AIM OF THE EXERCISE - Please print the following lines verbatim.

::: ENTRIES

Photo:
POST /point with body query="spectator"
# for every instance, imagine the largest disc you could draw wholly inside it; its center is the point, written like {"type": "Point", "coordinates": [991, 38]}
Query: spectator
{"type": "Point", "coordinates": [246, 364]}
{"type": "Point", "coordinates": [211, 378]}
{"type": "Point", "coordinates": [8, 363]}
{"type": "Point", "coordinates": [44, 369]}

::::::

OUTPUT FOR THIS TASK -
Photo:
POST /point with body query="spectator"
# for every instance, imagine the largest disc you could draw wholly inside it; its center is the point, written like {"type": "Point", "coordinates": [991, 38]}
Query: spectator
{"type": "Point", "coordinates": [246, 364]}
{"type": "Point", "coordinates": [211, 378]}
{"type": "Point", "coordinates": [8, 363]}
{"type": "Point", "coordinates": [44, 369]}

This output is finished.